Who Ya Callin’ CRAZY?

“One man’s adventure with his peculiar brain”

As a scary movie addict, I love me some mentally unstable villain.

James McAvoy hit it out of the park in Split. Heath Ledger as the Joker made my skin crawl.

And you’d be hard-pressed to find a more complex and frightening character than Alex Forrest (played by Glenn Close) in Fatal Attraction.

It seems to me that anyone (fictional or otherwise) who commits great acts of evil has probably got some underlying issues to work through.

That said, why do we find “psychos” so interesting?

Maybe it’s the same reason we find anything/anyone interesting. These “nut jobs” are different than us… yet also the same. For example, I may know what unrequited love feels like, but, unlike Glenn Close’s character, I probably wouldn’t boil someone’s pet rabbit to get my point across.

In the current political climate many mental-health-rights advocates (such as Caitlin Tyree who would’ve diagnosed Norman Bates with Dissociative Identity Disorder) are calling for a stop to the inaccurate and stereotypical portrayal of “crazy” people in literature and film.

Time out. Did you notice the judicial use of quotation marks earlier? Those were your clues that you’re not supposed to refer to people as crazy anymore. Or psychos, or nut jobs, or idiots. I guess it hurts our feelings.

And if you noticed the pronoun in the last sentence, you’ll realize I just let the emotional support cat out of the carrier.

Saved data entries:

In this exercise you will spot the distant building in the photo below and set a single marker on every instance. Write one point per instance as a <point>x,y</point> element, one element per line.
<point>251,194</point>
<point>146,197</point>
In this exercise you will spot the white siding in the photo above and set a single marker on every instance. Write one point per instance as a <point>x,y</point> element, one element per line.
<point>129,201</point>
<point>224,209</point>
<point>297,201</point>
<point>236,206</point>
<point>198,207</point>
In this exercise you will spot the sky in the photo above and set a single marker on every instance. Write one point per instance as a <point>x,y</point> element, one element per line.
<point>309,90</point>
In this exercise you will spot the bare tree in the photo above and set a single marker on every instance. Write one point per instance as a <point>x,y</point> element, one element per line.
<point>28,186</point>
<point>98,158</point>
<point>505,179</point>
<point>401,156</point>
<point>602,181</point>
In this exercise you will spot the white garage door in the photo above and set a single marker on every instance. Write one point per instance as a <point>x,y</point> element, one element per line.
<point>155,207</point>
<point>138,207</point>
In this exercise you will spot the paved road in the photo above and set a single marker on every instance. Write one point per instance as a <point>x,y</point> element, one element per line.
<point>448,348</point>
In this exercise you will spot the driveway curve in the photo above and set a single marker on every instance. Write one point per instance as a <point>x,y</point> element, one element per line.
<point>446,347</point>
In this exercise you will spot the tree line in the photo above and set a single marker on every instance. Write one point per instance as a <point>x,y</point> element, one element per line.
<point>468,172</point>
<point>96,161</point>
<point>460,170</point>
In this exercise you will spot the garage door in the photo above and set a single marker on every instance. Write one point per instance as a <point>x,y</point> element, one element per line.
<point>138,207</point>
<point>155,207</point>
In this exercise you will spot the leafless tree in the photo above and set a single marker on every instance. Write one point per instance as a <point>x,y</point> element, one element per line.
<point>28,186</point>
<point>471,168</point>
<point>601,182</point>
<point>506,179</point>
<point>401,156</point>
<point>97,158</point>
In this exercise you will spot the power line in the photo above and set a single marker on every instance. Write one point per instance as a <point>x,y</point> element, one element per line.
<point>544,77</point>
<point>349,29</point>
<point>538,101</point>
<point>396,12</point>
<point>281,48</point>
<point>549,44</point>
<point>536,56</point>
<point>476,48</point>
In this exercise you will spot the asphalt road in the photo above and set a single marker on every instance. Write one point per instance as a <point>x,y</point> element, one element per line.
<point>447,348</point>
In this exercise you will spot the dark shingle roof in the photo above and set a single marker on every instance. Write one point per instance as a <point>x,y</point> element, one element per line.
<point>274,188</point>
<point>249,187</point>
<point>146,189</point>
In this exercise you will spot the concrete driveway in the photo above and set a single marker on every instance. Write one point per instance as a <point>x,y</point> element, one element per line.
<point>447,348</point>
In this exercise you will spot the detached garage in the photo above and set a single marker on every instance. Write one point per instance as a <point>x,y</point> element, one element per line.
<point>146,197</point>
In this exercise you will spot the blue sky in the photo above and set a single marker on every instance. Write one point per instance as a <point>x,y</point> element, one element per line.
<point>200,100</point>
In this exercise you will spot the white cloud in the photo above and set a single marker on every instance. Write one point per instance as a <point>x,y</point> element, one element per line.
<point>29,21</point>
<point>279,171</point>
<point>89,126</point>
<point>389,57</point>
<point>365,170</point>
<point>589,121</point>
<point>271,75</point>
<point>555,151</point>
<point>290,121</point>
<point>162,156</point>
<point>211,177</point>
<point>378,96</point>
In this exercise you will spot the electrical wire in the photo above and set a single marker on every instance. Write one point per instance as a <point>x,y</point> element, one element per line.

> _Exercise requirements_
Copy out the full "Who Ya Callin' CRAZY?" piece above word for word, from its title through its final sentence.

> _Solution to the problem_
Who Ya Callin’ CRAZY?

“One man’s adventure with his peculiar brain”

As a scary movie addict, I love me some mentally unstable villain.

James McAvoy hit it out of the park in Split. Heath Ledger as the Joker made my skin crawl.

And you’d be hard-pressed to find a more complex and frightening character than Alex Forrest (played by Glenn Close) in Fatal Attraction.

It seems to me that anyone (fictional or otherwise) who commits great acts of evil has probably got some underlying issues to work through.

That said, why do we find “psychos” so interesting?

Maybe it’s the same reason we find anything/anyone interesting. These “nut jobs” are different than us… yet also the same. For example, I may know what unrequited love feels like, but, unlike Glenn Close’s character, I probably wouldn’t boil someone’s pet rabbit to get my point across.

In the current political climate many mental-health-rights advocates (such as Caitlin Tyree who would’ve diagnosed Norman Bates with Dissociative Identity Disorder) are calling for a stop to the inaccurate and stereotypical portrayal of “crazy” people in literature and film.

Time out. Did you notice the judicial use of quotation marks earlier? Those were your clues that you’re not supposed to refer to people as crazy anymore. Or psychos, or nut jobs, or idiots. I guess it hurts our feelings.

And if you noticed the pronoun in the last sentence, you’ll realize I just let the emotional support cat out of the carrier.